» **TASK**: Format every line of the rows below as a Markdown table with the columns "Line No." and "Text", skipping blank lines. Leave the pictures out of the table.

** start RECORDED DATA **

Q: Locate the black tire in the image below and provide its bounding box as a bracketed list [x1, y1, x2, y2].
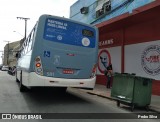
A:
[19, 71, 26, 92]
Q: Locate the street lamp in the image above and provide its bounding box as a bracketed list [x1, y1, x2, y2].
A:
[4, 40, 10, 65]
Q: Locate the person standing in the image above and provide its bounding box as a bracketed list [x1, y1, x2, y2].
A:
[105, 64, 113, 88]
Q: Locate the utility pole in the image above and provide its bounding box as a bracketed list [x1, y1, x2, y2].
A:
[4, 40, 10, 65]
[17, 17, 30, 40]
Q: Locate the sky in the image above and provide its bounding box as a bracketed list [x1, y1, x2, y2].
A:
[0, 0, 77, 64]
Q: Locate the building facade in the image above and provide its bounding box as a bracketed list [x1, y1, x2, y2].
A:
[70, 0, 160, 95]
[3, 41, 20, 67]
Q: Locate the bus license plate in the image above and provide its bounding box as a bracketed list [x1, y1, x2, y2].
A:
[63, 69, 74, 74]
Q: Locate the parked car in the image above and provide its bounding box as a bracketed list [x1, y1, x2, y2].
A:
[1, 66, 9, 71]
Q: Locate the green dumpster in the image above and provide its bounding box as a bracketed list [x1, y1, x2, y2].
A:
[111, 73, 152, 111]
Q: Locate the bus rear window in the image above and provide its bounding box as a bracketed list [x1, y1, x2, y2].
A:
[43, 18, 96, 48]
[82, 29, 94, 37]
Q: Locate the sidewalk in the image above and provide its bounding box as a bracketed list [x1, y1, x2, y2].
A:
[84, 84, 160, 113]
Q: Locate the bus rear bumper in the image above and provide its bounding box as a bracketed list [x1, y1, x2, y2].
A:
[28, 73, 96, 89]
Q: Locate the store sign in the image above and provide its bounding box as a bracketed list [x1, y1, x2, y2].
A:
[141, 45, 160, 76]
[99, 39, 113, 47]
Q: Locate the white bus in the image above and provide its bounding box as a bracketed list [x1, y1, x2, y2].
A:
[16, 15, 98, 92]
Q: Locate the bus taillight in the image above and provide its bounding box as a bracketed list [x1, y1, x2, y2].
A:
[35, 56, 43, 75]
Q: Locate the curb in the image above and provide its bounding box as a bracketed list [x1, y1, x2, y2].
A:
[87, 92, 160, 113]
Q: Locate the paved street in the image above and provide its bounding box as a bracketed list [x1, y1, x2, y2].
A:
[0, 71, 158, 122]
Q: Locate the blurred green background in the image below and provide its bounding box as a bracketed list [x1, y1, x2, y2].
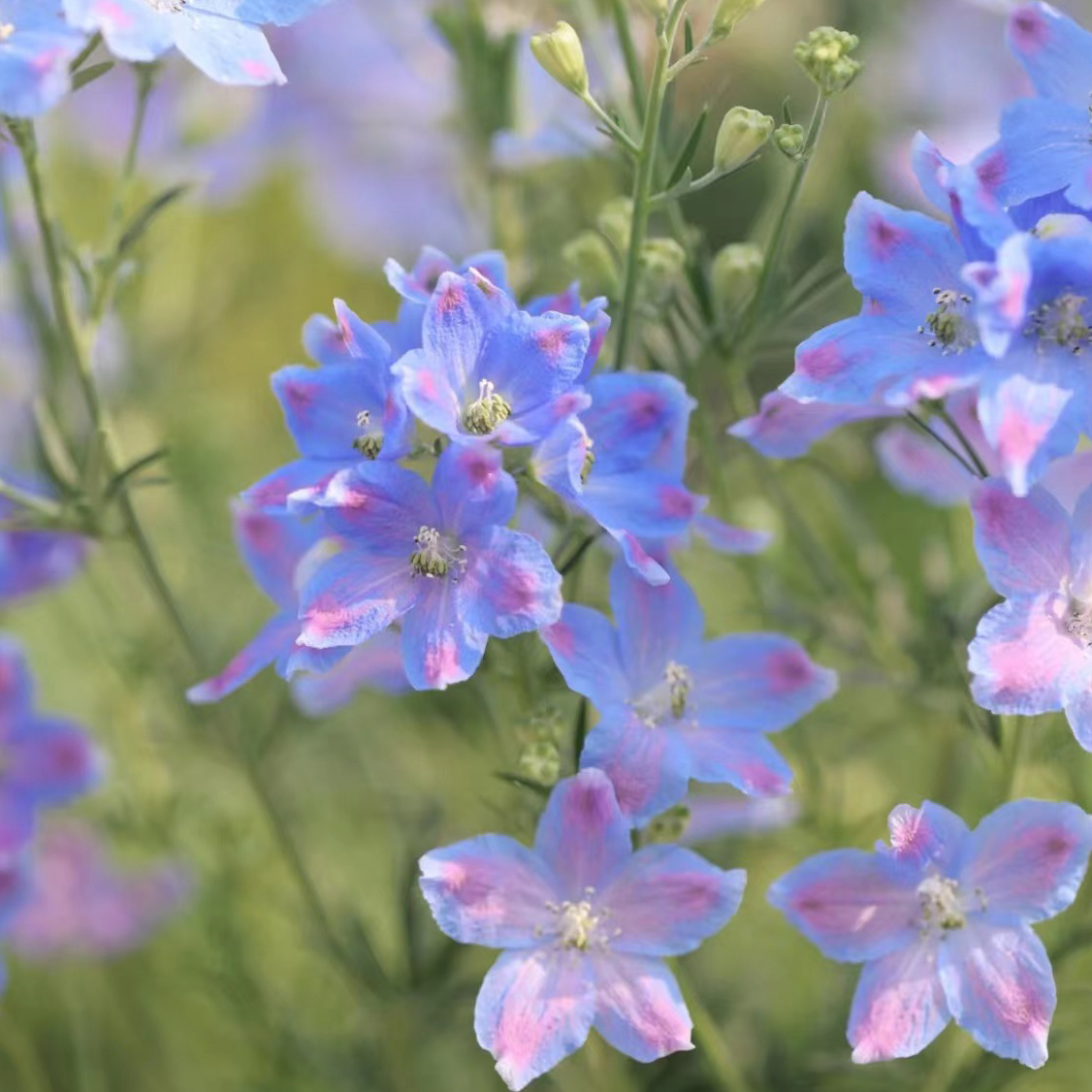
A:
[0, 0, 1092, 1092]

** end RECORDED DATA **

» **TASK RESULT**:
| Line No. | Text |
|---|---|
| 1 | Q: Locate the black tire in the image below and provide its bounding box as a bracketed list [x1, y1, x2, y2]. |
| 2 | A: |
| 3 | [19, 71, 26, 92] |
| 4 | Q: Locate the street lamp in the image above and provide its bounding box as a bracketed list [x1, y1, x2, y2]. |
| 5 | A: |
| 6 | [4, 40, 10, 65] |
| 7 | Q: Locate the person standing in the image above and provide its bounding box as a bracketed list [x1, y1, x2, y2]. |
| 8 | A: |
| 9 | [105, 64, 113, 88] |
| 10 | Q: Locate the utility pole in the image above and provide its bounding box as a bracketed list [x1, y1, x2, y2]. |
| 11 | A: |
| 12 | [4, 40, 10, 65] |
| 13 | [17, 17, 30, 40] |
| 14 | Q: Locate the sky in the image above and provide its bounding box as a bracketed list [x1, y1, x2, y2]. |
| 15 | A: |
| 16 | [0, 0, 77, 64] |
| 17 | Q: Locate the building facade in the image above and provide its bounding box as a bracketed list [x1, y1, x2, y2]. |
| 18 | A: |
| 19 | [70, 0, 160, 95] |
| 20 | [3, 41, 20, 67] |
| 21 | Q: Locate the bus license plate in the image above and provide its bounding box as a bracketed list [x1, y1, x2, y2]. |
| 22 | A: |
| 23 | [63, 69, 74, 74] |
| 24 | Q: Locate the parked car in the image above and provide its bounding box as a bracketed list [x1, y1, x2, y2]. |
| 25 | A: |
| 26 | [1, 66, 9, 71] |
| 27 | Q: Locate the green dumpster in the image above and provide its bounding box as a bracketed list [x1, y1, x2, y2]. |
| 28 | A: |
| 29 | [111, 73, 152, 111] |
| 30 | Q: Locate the bus rear window in the image above and provide its bounding box as a bracketed list [x1, y1, x2, y2]. |
| 31 | A: |
| 32 | [43, 18, 96, 48] |
| 33 | [82, 29, 94, 37] |
| 34 | Q: Locate the sidewalk in the image above and provide its bounding box as a bracketed list [x1, y1, x2, y2]. |
| 35 | A: |
| 36 | [84, 84, 160, 113] |
| 37 | Q: Locate the bus rear bumper in the image above and provide its bounding box as a bracketed list [x1, y1, x2, y2]. |
| 38 | A: |
| 39 | [28, 73, 96, 89] |
| 40 | Q: Locate the store sign in the image above and provide its bounding box as a bracketed list [x1, y1, x2, y2]. |
| 41 | A: |
| 42 | [141, 45, 160, 76] |
| 43 | [99, 39, 113, 47] |
| 44 | Q: Locate the white bus in the image above and provide its bounding box as a bracketed list [x1, y1, x2, y2]. |
| 45 | A: |
| 46 | [16, 15, 98, 92] |
| 47 | Q: Locate the bus taillight in the image above and provide its bounding box as a bracketed list [x1, y1, x2, y2]. |
| 48 | A: |
| 49 | [35, 56, 43, 75] |
| 50 | Q: Locate the curb in the image above and provide its bounding box as a bracketed list [x1, y1, x2, y2]. |
| 51 | A: |
| 52 | [87, 92, 160, 113] |
| 53 | Q: Locate the paved street in the image above and provide its bounding box as a bracketed list [x1, y1, x2, y2]. |
| 54 | A: |
| 55 | [0, 71, 158, 122] |
| 56 | Q: Locate the blurred green background in the image below and provide its bounding box as a bracketed list [x1, y1, x2, y2]. |
| 57 | A: |
| 58 | [0, 0, 1092, 1092] |